#### Data supplied:
......

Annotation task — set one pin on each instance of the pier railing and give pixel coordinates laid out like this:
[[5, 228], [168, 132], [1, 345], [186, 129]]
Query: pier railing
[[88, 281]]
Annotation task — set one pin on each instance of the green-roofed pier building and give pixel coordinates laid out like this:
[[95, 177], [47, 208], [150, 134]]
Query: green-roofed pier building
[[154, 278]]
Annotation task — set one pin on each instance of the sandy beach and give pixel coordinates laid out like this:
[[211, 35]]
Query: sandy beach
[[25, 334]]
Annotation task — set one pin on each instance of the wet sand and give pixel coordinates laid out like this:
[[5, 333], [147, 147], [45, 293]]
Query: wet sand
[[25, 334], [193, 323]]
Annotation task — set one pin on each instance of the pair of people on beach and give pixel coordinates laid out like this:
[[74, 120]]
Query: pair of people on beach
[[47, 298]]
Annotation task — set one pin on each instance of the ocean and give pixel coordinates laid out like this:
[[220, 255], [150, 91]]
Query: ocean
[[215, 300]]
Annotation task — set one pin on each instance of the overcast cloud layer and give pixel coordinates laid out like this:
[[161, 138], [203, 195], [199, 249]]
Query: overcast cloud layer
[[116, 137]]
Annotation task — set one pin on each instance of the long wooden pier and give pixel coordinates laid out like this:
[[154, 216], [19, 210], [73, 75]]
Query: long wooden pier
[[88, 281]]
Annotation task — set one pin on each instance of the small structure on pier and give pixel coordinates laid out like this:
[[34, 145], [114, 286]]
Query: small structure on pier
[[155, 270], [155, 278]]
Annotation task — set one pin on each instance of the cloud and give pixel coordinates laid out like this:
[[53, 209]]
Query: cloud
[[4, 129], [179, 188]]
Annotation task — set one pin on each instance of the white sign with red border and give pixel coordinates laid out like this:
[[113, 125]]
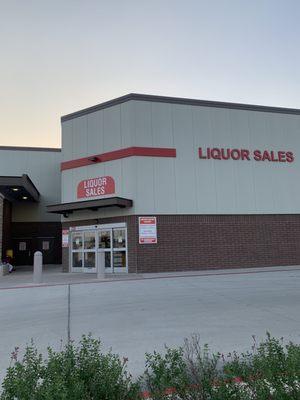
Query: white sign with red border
[[147, 230]]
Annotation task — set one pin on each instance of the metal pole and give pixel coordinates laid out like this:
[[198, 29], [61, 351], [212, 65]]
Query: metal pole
[[101, 265], [37, 267], [69, 314]]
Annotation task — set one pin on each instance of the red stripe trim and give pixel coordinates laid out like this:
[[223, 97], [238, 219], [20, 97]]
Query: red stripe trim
[[118, 154]]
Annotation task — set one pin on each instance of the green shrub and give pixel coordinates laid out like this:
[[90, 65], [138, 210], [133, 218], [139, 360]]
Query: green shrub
[[270, 371], [80, 372], [191, 372]]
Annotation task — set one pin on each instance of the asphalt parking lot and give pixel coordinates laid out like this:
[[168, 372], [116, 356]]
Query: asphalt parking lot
[[137, 316]]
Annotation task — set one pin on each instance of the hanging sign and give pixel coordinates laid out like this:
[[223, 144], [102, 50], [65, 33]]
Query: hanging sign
[[147, 230], [95, 187], [65, 238], [217, 153]]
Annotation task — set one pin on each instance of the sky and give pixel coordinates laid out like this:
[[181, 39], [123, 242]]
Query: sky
[[57, 57]]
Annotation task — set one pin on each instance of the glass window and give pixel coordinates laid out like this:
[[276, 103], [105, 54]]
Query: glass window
[[107, 259], [119, 238], [104, 240], [89, 240], [89, 260], [77, 241], [119, 258], [77, 260]]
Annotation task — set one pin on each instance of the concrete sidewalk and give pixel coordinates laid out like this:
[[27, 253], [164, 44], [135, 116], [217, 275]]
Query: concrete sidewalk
[[141, 314], [53, 275]]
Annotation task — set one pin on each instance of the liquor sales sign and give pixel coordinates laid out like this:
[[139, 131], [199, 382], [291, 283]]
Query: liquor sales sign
[[147, 230], [95, 187]]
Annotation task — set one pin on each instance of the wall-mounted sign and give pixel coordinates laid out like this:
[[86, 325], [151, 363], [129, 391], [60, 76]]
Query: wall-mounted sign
[[217, 153], [65, 238], [46, 245], [95, 187], [147, 230]]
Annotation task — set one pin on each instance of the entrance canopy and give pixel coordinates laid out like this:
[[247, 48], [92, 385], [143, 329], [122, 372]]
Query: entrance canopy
[[68, 208], [18, 188]]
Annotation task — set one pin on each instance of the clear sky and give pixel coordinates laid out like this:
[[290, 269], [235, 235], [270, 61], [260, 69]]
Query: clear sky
[[59, 56]]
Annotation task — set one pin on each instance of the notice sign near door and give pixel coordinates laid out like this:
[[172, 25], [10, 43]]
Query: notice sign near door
[[147, 230], [95, 187]]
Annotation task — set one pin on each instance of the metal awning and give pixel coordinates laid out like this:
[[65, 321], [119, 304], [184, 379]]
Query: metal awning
[[94, 205], [18, 188]]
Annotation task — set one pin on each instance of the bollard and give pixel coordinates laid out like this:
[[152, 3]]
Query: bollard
[[37, 267], [101, 265]]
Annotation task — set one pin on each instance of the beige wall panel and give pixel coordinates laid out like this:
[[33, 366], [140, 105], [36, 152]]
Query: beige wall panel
[[94, 133], [187, 184], [112, 129], [144, 200], [127, 124], [67, 140], [164, 186], [162, 127], [143, 122], [204, 171], [79, 133], [185, 174]]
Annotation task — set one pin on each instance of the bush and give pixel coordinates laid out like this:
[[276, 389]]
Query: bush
[[271, 370], [75, 373]]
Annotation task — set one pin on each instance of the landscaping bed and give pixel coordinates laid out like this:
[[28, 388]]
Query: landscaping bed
[[270, 370]]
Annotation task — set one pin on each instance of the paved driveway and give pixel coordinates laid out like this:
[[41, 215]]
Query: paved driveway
[[142, 315]]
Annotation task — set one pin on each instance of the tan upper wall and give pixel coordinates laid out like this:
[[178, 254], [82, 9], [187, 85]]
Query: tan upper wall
[[43, 168], [187, 184]]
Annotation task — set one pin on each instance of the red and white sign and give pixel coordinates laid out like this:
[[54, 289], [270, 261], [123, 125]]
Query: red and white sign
[[65, 238], [147, 230], [95, 187]]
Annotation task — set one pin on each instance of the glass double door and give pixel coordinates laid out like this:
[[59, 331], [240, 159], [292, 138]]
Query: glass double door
[[87, 247]]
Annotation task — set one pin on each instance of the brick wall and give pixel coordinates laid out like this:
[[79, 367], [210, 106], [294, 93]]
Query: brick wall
[[1, 224], [195, 242]]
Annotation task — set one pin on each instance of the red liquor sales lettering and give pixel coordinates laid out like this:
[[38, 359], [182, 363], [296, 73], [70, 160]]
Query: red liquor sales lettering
[[217, 153], [94, 187]]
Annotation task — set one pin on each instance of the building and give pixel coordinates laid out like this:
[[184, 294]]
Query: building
[[29, 181], [167, 184]]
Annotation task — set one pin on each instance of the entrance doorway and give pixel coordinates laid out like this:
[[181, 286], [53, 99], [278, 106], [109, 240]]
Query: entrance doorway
[[47, 246], [23, 252], [88, 244]]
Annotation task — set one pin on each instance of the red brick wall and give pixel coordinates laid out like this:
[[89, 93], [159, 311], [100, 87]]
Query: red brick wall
[[194, 242]]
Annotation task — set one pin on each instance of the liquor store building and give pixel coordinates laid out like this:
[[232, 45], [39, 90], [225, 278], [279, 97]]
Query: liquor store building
[[170, 184]]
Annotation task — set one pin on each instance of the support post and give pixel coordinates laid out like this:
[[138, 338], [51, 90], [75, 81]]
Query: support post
[[101, 265], [37, 267]]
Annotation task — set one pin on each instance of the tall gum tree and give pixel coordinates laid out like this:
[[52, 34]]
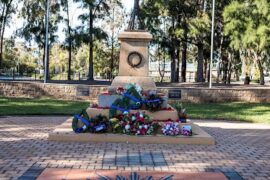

......

#### What the task asks:
Change every "pixel coordinates" in the material above to "image coordinates" and give all of it again with nothing else altered. Leave out the pictures.

#### Reply to the exercise:
Annotation task — set one pin on each instance of the pier railing and give image coordinates laid out like this:
[[5, 228], [168, 132], [1, 345], [186, 129]]
Query: pier railing
[[88, 281]]
Annotation task — set one pin on each instance of the green-roofed pier building and give image coordinates laid out like this:
[[95, 177], [47, 208], [150, 134]]
Query: green-roofed pier building
[[154, 278]]
Annotation task — set one pin on each instance of the sandy beach and give image coordinates laid out like this:
[[211, 35]]
Query: sandy beach
[[25, 334]]
Annotation task — set one pin on each instance of the wet sand and give image coordinates laid out like this:
[[5, 333], [147, 147], [45, 293]]
Query: wet sand
[[25, 334], [193, 323]]
Annotation task — set one pin on each instance of the pair of people on beach and give image coordinates laid out like this:
[[74, 120]]
Query: pair of people on beach
[[47, 298]]
Annotation task — set one pin on each instance of the ocean and give image coordinates laid out like this:
[[220, 255], [150, 91]]
Query: ocean
[[215, 300]]
Annotation task — set one pin on each instance of the overcast cloud layer and give image coordinates laid out like this:
[[161, 138], [203, 195], [199, 249]]
Query: overcast cloud layer
[[116, 137]]
Annotation task — set one pin on each instance of the long wooden pier and give image coordinates laid out like this:
[[154, 216], [19, 210], [73, 75]]
Query: long wooden pier
[[88, 281]]
Annotation task — set one pin on each instance of the small structure on pier and give image coordinates laid out like this:
[[34, 145], [114, 286]]
Query: small structure on pier
[[155, 270], [155, 278]]
Annotation task — set one pin on each instance of the cloud and give image coordinates laid out like this:
[[53, 209]]
Query: cloud
[[4, 129], [179, 188]]
Annotation task — set one pin on each instance of the white sign with red border and give image coordinates laid out like this:
[[113, 125]]
Query: white sign with red border
[[147, 230]]
Annotation task — set one pin on each instance of the metal pole and give image coordinates laid out like this:
[[198, 29], [61, 351], [212, 65]]
Query: metal pole
[[101, 265], [37, 267], [69, 314]]
Annotation task — set one pin on each instance of the red stripe trim and give image coordinates laid out like this:
[[223, 97], [238, 219], [20, 97]]
Query: red stripe trim
[[118, 154]]
Annotation task — set one pin on each instance of the green shrub and give image coordinates laid out like this:
[[90, 65], [138, 210], [133, 218], [139, 360]]
Query: green shrub
[[270, 371], [80, 372], [191, 372]]
Annotation task — set one pin on each instance of the asphalt parking lot and give image coordinates laid out like this:
[[168, 372], [116, 356]]
Query: asphalt parking lot
[[137, 316]]
Annotation task — set one pin on each instance of the hanging sign and give image coordinates laid out like this:
[[223, 144], [102, 50], [65, 33]]
Query: hanging sign
[[147, 230], [95, 187], [65, 238], [217, 153]]
Annotation task — set one pin on each instance of the sky and give image coordinates laid out like this:
[[181, 39], [123, 242]]
Query: sky
[[57, 57]]
Annotation task — set one pin on each instance of the glass window and give image coordinates laid out like this:
[[276, 103], [105, 54]]
Query: glass window
[[107, 259], [119, 238], [104, 240], [89, 240], [89, 260], [77, 241], [119, 258], [77, 260]]
Annotation task — set one pin on each instance of the concrete sidewalk and give image coordinates laid out like this:
[[27, 253], [164, 44], [135, 116], [217, 275]]
Query: concrete sidewalk
[[141, 314], [53, 275]]
Annotation task — set one pin on each instance of the liquor sales sign and give image coordinates laid out like this:
[[139, 131], [199, 382], [291, 283]]
Query: liquor sales sign
[[147, 230], [95, 187]]
Annotation task — set one pin on each instance of the wall-mounted sign and give image coordinates laid out like this:
[[86, 325], [151, 363], [129, 391], [60, 76]]
Query: wall-mounted sign
[[217, 153], [65, 238], [46, 245], [95, 187], [147, 230]]
Annotation task — set one pin on each instance of the entrance canopy and give image coordinates laid out like this:
[[247, 48], [92, 385], [143, 329], [122, 372]]
Query: entrance canopy
[[68, 208], [18, 188]]
Annotation task — set one pin on each instance of the clear sky and give image coordinates laid out like this:
[[290, 269], [235, 235], [270, 61], [260, 69]]
Query: clear sky
[[59, 56]]
Annotation task — set one pin on each instance of the notice sign near door and give image coordinates laid out like this:
[[172, 25], [10, 43]]
Query: notice sign near door
[[147, 230], [95, 187]]
Annotation task — set one pin on each instance of the metal awning and give image coordinates laid out like this:
[[65, 321], [119, 304], [184, 379]]
Query: metal awning
[[94, 205], [18, 188]]
Annotation task — set one pin on each instance of the bollard and give image coordinates laid out like this:
[[152, 3]]
Query: bollard
[[37, 267], [101, 265]]
Annotation task — set one pin on each instance of the beige wall panel and give image coordinates laid out like this:
[[33, 366], [140, 105], [36, 152]]
Query: beige wall panel
[[94, 133], [187, 184], [112, 129], [144, 200], [127, 124], [67, 140], [164, 186], [162, 127], [143, 122], [204, 171], [79, 133], [185, 174]]
Annotation task — set one pin on each instance of the bush and give image coordinates laid out like this:
[[276, 389]]
Query: bush
[[271, 370], [75, 373]]
Annotation task — set one pin on each instance of the landscaping bed and give image coordinates laid out like this:
[[28, 388]]
Query: landscaping bed
[[270, 370]]
Annotation task — set one pin on each instance of the paved driveway and give image coordinates laid out like this:
[[41, 215]]
Query: paved driveway
[[142, 315]]
Annotation task — set one pin on each instance of the tan upper wall and give image coordinates laid out like this:
[[178, 254], [82, 9], [187, 85]]
Query: tan upper wall
[[43, 168], [187, 184]]
Annotation task — set one pin on each instance of the red and white sign and give image coordinates laid out like this:
[[54, 289], [270, 261], [123, 125]]
Query: red and white sign
[[65, 238], [147, 230], [95, 187]]
Annotation task — set one pin on each instance of the glass double door and give image coordinates laid out like this:
[[59, 331], [240, 159], [292, 138]]
Query: glass double door
[[87, 247]]
Annotation task — set one pin on each instance of the brick wall and give image coordinates laid out like this:
[[79, 367], [210, 106], [294, 93]]
Query: brick wall
[[1, 224], [195, 242]]
Annotation task — set one pin on each instance of the red liquor sales lettering and give image coordinates laid out like this:
[[38, 359], [182, 363], [296, 73], [70, 160]]
Query: red liquor sales lettering
[[217, 153], [94, 187]]
Annotation task — set one pin on each instance of the building and give image coordinates laid out like this:
[[184, 294]]
Query: building
[[29, 181], [167, 184]]
Annotation task — set one pin on each instance of the entrance doorway and give image coordinates laid out like this:
[[181, 286], [53, 99], [278, 106], [109, 240]]
Query: entrance doorway
[[47, 246], [23, 252], [88, 244]]
Annotation task — set one pin on each instance of the red brick wall and give image coordinates laid out like this:
[[89, 93], [159, 311], [100, 87]]
Query: red brick wall
[[194, 242]]
Annotation task — set one pin on each instance of the liquor store building and give image coordinates laid out like this:
[[232, 45], [39, 90], [225, 278], [279, 97]]
Query: liquor store building
[[170, 184]]
Annotation task — set one pin on each instance of the support post and give image coordinates laid out like this:
[[138, 338], [51, 90], [75, 81]]
Query: support post
[[101, 265], [37, 267]]
Annotation task — set one pin on each instance of the tall gum tree and give image coordinates laid out like this:
[[52, 34]]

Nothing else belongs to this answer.